The answer should be a single number: how many lines of the entries below hold the word "water".

---------- EXTRACTED RECORDS

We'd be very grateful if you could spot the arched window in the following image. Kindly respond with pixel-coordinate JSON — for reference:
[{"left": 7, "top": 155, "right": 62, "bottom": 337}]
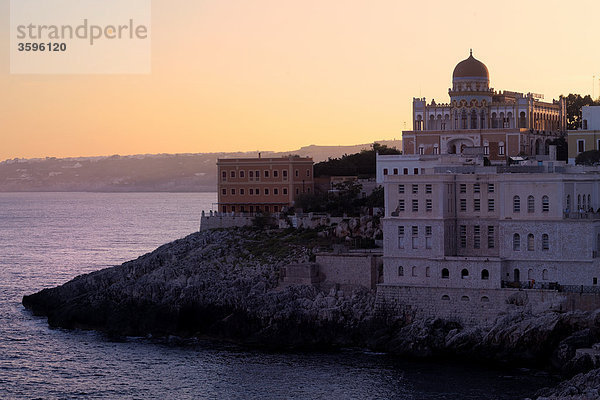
[
  {"left": 429, "top": 115, "right": 436, "bottom": 130},
  {"left": 513, "top": 233, "right": 521, "bottom": 251},
  {"left": 519, "top": 111, "right": 527, "bottom": 128},
  {"left": 492, "top": 112, "right": 498, "bottom": 128},
  {"left": 542, "top": 234, "right": 549, "bottom": 250},
  {"left": 398, "top": 266, "right": 404, "bottom": 276},
  {"left": 481, "top": 296, "right": 490, "bottom": 302},
  {"left": 567, "top": 195, "right": 571, "bottom": 211},
  {"left": 441, "top": 268, "right": 449, "bottom": 279},
  {"left": 442, "top": 295, "right": 450, "bottom": 301},
  {"left": 528, "top": 195, "right": 535, "bottom": 213},
  {"left": 481, "top": 269, "right": 489, "bottom": 280},
  {"left": 528, "top": 268, "right": 534, "bottom": 280},
  {"left": 513, "top": 196, "right": 521, "bottom": 213},
  {"left": 461, "top": 296, "right": 470, "bottom": 302},
  {"left": 461, "top": 269, "right": 469, "bottom": 279},
  {"left": 578, "top": 195, "right": 581, "bottom": 210},
  {"left": 480, "top": 110, "right": 486, "bottom": 129},
  {"left": 542, "top": 196, "right": 549, "bottom": 212},
  {"left": 583, "top": 195, "right": 587, "bottom": 210},
  {"left": 412, "top": 266, "right": 418, "bottom": 277},
  {"left": 471, "top": 109, "right": 477, "bottom": 129},
  {"left": 527, "top": 234, "right": 534, "bottom": 251},
  {"left": 425, "top": 266, "right": 431, "bottom": 277},
  {"left": 461, "top": 110, "right": 468, "bottom": 129},
  {"left": 542, "top": 269, "right": 549, "bottom": 280}
]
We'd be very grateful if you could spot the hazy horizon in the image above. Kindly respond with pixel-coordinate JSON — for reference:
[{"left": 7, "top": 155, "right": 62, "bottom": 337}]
[{"left": 2, "top": 0, "right": 599, "bottom": 160}]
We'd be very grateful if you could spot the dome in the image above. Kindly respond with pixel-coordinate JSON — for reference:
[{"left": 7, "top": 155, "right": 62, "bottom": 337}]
[{"left": 452, "top": 51, "right": 489, "bottom": 80}]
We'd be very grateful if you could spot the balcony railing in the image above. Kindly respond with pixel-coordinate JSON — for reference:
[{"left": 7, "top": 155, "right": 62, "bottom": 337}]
[{"left": 563, "top": 211, "right": 600, "bottom": 220}]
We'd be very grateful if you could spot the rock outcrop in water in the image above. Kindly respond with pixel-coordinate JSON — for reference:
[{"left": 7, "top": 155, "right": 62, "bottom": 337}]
[{"left": 23, "top": 228, "right": 600, "bottom": 383}]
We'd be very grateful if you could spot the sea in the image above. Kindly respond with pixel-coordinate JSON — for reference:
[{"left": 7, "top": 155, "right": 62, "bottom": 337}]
[{"left": 0, "top": 192, "right": 555, "bottom": 400}]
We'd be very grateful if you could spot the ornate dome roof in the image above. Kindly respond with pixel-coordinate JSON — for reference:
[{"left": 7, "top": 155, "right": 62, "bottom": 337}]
[{"left": 452, "top": 50, "right": 489, "bottom": 80}]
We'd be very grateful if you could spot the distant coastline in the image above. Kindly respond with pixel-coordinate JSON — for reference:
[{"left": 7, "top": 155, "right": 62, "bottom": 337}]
[{"left": 1, "top": 141, "right": 401, "bottom": 193}]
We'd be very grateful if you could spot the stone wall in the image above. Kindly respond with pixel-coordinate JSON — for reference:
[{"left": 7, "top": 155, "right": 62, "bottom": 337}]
[
  {"left": 200, "top": 214, "right": 253, "bottom": 231},
  {"left": 375, "top": 285, "right": 574, "bottom": 325},
  {"left": 315, "top": 253, "right": 381, "bottom": 290}
]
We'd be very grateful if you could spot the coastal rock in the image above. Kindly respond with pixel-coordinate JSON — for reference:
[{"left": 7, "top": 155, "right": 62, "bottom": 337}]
[{"left": 22, "top": 227, "right": 600, "bottom": 390}]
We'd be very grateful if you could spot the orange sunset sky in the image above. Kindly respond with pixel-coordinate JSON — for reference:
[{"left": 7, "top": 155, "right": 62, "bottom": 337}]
[{"left": 1, "top": 0, "right": 599, "bottom": 161}]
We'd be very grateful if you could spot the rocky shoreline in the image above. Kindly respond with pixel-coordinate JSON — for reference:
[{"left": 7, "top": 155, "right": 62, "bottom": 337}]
[{"left": 22, "top": 228, "right": 600, "bottom": 399}]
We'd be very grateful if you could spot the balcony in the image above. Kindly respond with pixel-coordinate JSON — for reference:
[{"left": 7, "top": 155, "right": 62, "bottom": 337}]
[{"left": 563, "top": 212, "right": 600, "bottom": 220}]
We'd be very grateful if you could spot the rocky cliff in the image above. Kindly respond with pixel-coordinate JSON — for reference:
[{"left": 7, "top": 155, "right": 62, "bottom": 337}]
[{"left": 23, "top": 228, "right": 600, "bottom": 397}]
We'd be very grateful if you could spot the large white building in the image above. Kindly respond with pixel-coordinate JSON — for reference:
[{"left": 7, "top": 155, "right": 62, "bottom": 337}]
[{"left": 380, "top": 154, "right": 600, "bottom": 293}]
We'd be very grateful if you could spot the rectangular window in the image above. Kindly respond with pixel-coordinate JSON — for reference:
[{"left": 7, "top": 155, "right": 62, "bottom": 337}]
[
  {"left": 484, "top": 146, "right": 489, "bottom": 155},
  {"left": 230, "top": 171, "right": 236, "bottom": 178},
  {"left": 306, "top": 170, "right": 310, "bottom": 177},
  {"left": 412, "top": 226, "right": 418, "bottom": 236},
  {"left": 249, "top": 171, "right": 254, "bottom": 178},
  {"left": 222, "top": 171, "right": 227, "bottom": 180},
  {"left": 398, "top": 226, "right": 404, "bottom": 249},
  {"left": 425, "top": 226, "right": 432, "bottom": 236},
  {"left": 274, "top": 188, "right": 278, "bottom": 195},
  {"left": 255, "top": 170, "right": 260, "bottom": 178},
  {"left": 425, "top": 237, "right": 432, "bottom": 249},
  {"left": 474, "top": 225, "right": 481, "bottom": 249},
  {"left": 231, "top": 188, "right": 236, "bottom": 195},
  {"left": 264, "top": 170, "right": 270, "bottom": 178},
  {"left": 474, "top": 198, "right": 480, "bottom": 212},
  {"left": 474, "top": 183, "right": 480, "bottom": 193},
  {"left": 499, "top": 145, "right": 505, "bottom": 155},
  {"left": 403, "top": 168, "right": 408, "bottom": 175},
  {"left": 273, "top": 170, "right": 278, "bottom": 178},
  {"left": 398, "top": 199, "right": 405, "bottom": 212},
  {"left": 398, "top": 184, "right": 405, "bottom": 194},
  {"left": 393, "top": 168, "right": 398, "bottom": 175},
  {"left": 460, "top": 199, "right": 467, "bottom": 212},
  {"left": 412, "top": 184, "right": 418, "bottom": 194},
  {"left": 412, "top": 237, "right": 418, "bottom": 249},
  {"left": 240, "top": 189, "right": 245, "bottom": 195},
  {"left": 412, "top": 199, "right": 419, "bottom": 212},
  {"left": 488, "top": 184, "right": 495, "bottom": 193},
  {"left": 240, "top": 171, "right": 245, "bottom": 178},
  {"left": 488, "top": 198, "right": 495, "bottom": 212},
  {"left": 264, "top": 188, "right": 269, "bottom": 195},
  {"left": 460, "top": 184, "right": 466, "bottom": 193},
  {"left": 487, "top": 226, "right": 495, "bottom": 248},
  {"left": 249, "top": 188, "right": 254, "bottom": 195},
  {"left": 460, "top": 225, "right": 467, "bottom": 248},
  {"left": 283, "top": 170, "right": 288, "bottom": 177},
  {"left": 283, "top": 188, "right": 288, "bottom": 195},
  {"left": 295, "top": 170, "right": 299, "bottom": 177},
  {"left": 256, "top": 188, "right": 260, "bottom": 194},
  {"left": 578, "top": 139, "right": 585, "bottom": 153},
  {"left": 426, "top": 199, "right": 432, "bottom": 211},
  {"left": 221, "top": 188, "right": 226, "bottom": 195},
  {"left": 414, "top": 168, "right": 419, "bottom": 175},
  {"left": 425, "top": 184, "right": 432, "bottom": 194}
]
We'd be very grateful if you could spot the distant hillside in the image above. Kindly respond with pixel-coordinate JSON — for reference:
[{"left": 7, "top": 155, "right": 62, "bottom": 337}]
[{"left": 0, "top": 141, "right": 401, "bottom": 192}]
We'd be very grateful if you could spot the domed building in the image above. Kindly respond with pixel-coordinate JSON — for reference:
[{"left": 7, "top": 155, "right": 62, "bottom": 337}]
[{"left": 402, "top": 51, "right": 566, "bottom": 160}]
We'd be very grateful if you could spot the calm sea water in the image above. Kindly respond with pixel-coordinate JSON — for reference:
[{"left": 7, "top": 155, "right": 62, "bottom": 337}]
[{"left": 0, "top": 192, "right": 553, "bottom": 400}]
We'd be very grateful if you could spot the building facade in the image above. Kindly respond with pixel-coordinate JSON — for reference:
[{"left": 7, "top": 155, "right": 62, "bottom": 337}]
[
  {"left": 380, "top": 156, "right": 600, "bottom": 292},
  {"left": 217, "top": 156, "right": 314, "bottom": 213},
  {"left": 568, "top": 106, "right": 600, "bottom": 163},
  {"left": 403, "top": 51, "right": 567, "bottom": 161}
]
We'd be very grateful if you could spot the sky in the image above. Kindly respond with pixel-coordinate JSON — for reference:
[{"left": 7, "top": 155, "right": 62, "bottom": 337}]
[{"left": 2, "top": 0, "right": 600, "bottom": 160}]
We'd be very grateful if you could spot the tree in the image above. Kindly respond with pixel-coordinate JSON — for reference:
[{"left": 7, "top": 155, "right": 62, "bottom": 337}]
[
  {"left": 575, "top": 150, "right": 600, "bottom": 166},
  {"left": 314, "top": 143, "right": 401, "bottom": 177},
  {"left": 565, "top": 94, "right": 600, "bottom": 130}
]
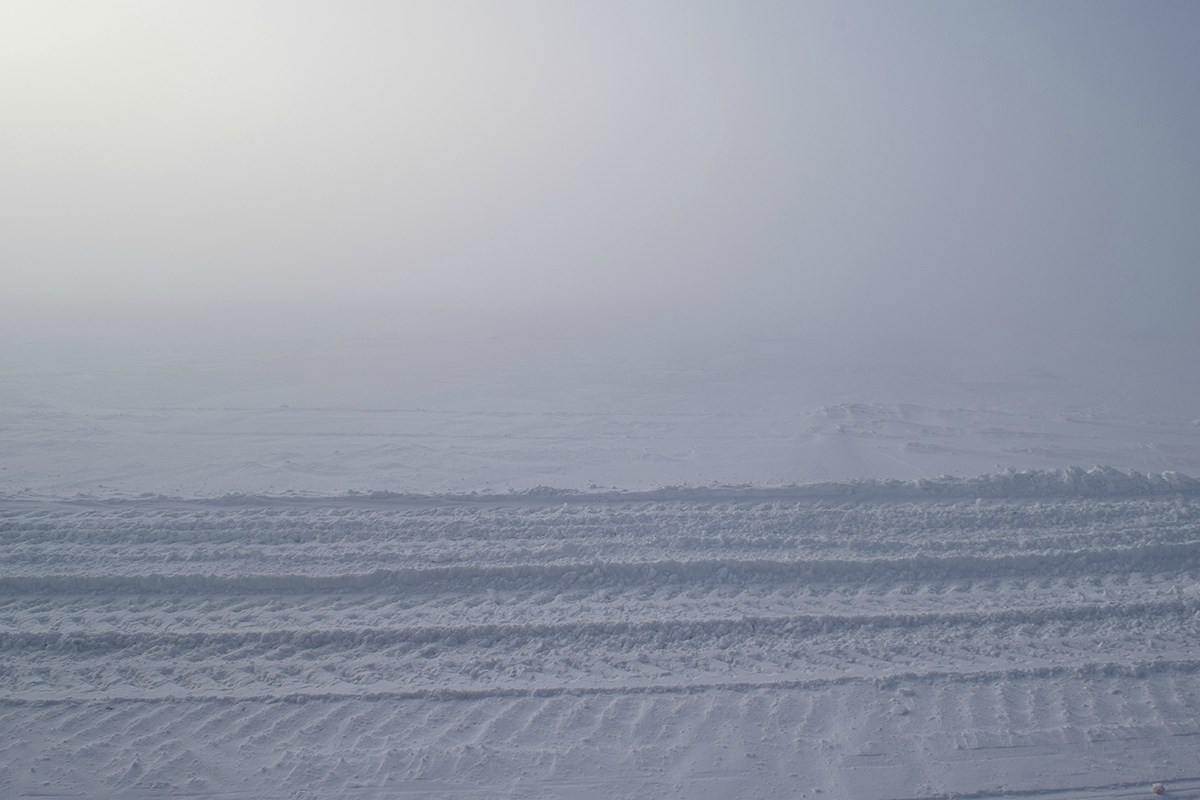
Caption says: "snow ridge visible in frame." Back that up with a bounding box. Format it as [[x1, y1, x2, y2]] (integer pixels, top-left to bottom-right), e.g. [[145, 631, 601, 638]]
[[5, 465, 1197, 507]]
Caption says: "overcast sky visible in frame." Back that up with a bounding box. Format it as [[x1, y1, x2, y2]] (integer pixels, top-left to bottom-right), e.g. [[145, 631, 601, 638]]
[[2, 1, 1198, 346]]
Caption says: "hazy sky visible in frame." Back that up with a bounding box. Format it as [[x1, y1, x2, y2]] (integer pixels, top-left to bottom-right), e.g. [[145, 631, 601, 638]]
[[2, 1, 1198, 343]]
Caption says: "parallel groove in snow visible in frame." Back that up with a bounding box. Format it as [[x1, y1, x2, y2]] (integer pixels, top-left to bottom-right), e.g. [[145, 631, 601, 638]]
[[4, 539, 1199, 590], [3, 597, 1196, 655], [6, 657, 1200, 708]]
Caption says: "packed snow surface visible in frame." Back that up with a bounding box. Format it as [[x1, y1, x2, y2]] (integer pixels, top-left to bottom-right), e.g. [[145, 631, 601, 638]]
[[5, 328, 1200, 797], [4, 471, 1200, 798]]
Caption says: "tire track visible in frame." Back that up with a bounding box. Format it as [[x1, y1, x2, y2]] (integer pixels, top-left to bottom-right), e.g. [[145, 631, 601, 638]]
[[3, 597, 1196, 656], [4, 538, 1199, 590], [6, 657, 1200, 707]]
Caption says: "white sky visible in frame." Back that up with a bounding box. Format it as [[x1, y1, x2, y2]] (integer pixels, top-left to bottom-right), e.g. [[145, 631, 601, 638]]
[[2, 1, 1198, 347]]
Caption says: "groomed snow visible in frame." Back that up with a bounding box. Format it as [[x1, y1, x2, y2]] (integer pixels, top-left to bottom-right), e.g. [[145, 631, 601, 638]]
[[3, 471, 1200, 798]]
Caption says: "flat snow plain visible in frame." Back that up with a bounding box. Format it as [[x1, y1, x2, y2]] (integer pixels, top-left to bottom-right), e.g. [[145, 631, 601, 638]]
[[3, 326, 1200, 798]]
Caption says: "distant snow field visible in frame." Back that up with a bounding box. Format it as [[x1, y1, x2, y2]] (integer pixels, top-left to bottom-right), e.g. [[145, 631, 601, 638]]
[[4, 327, 1200, 498], [3, 331, 1200, 798]]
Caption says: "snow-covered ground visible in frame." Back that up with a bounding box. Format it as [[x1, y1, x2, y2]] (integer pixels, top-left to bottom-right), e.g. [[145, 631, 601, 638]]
[[3, 325, 1200, 798], [3, 319, 1199, 498], [4, 476, 1200, 798]]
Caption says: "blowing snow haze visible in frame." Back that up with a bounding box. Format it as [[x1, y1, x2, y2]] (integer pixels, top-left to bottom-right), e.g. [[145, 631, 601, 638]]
[[2, 1, 1199, 493], [4, 1, 1199, 337]]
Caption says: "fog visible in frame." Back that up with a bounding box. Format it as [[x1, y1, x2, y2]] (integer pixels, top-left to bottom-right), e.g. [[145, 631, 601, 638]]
[[3, 1, 1198, 412]]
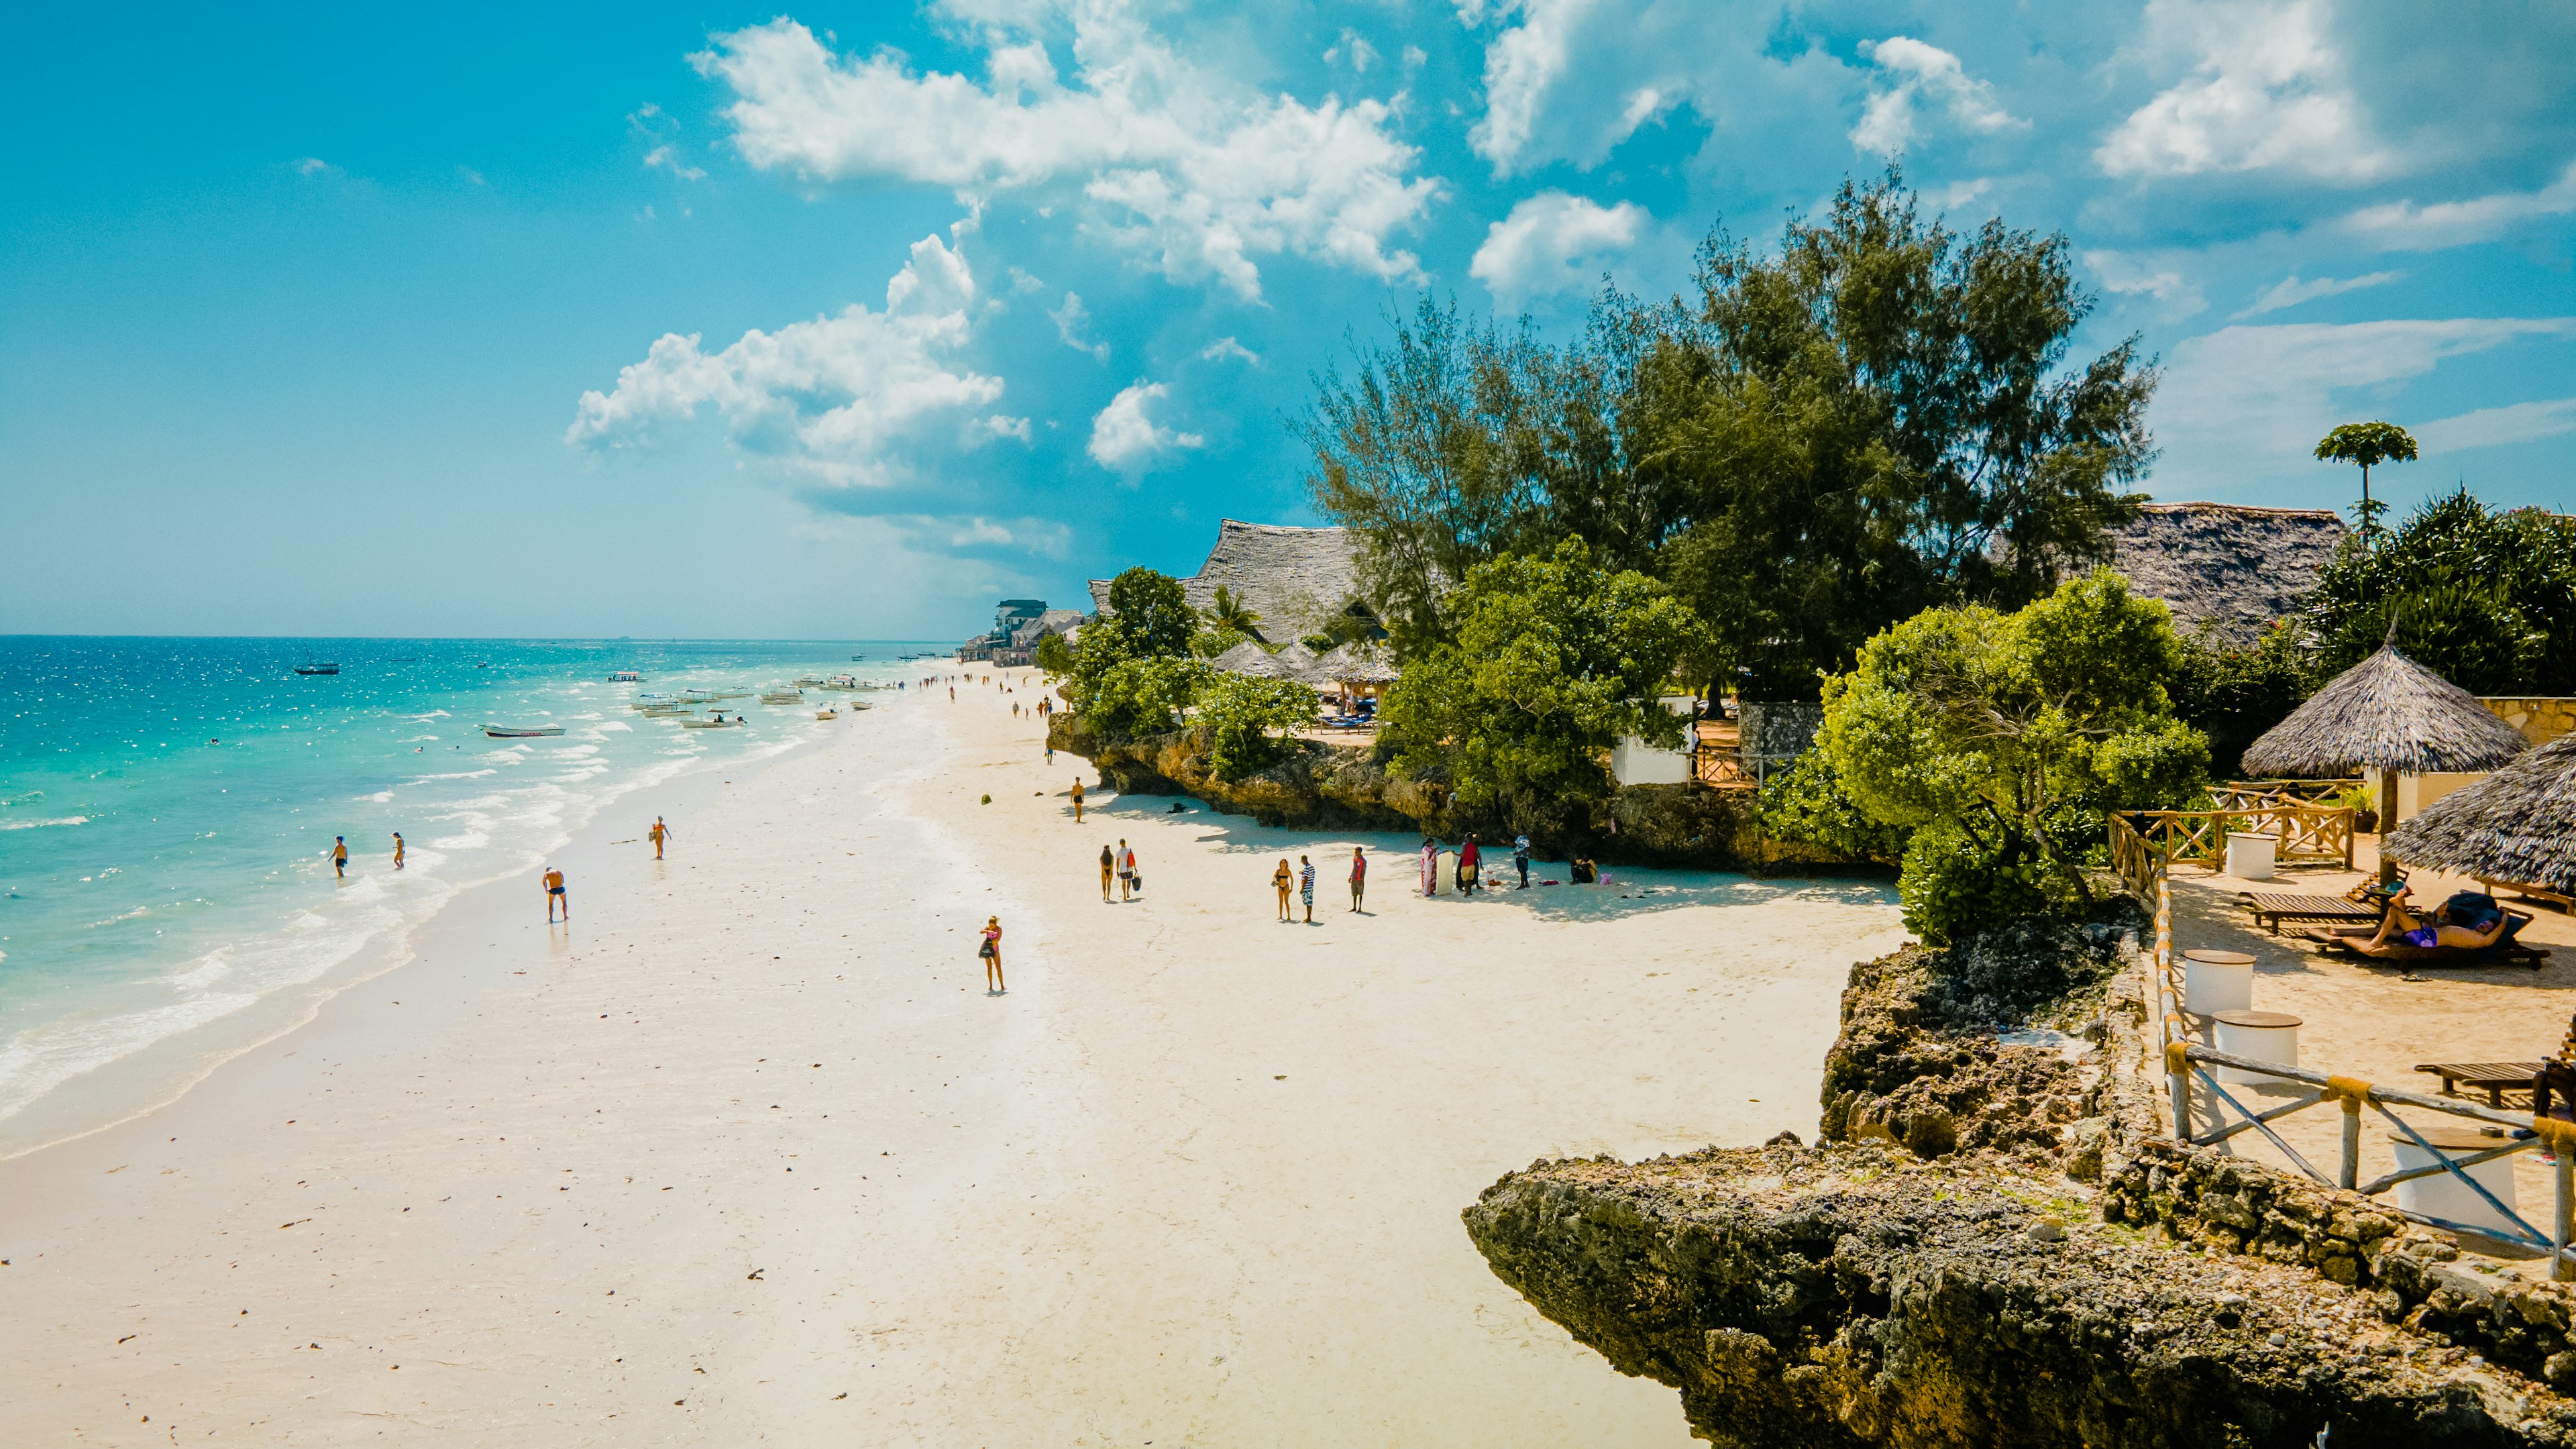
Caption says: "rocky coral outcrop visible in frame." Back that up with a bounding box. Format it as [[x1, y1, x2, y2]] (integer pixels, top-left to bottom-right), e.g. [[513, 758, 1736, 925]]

--------------------

- [EXERCISE ANSWER]
2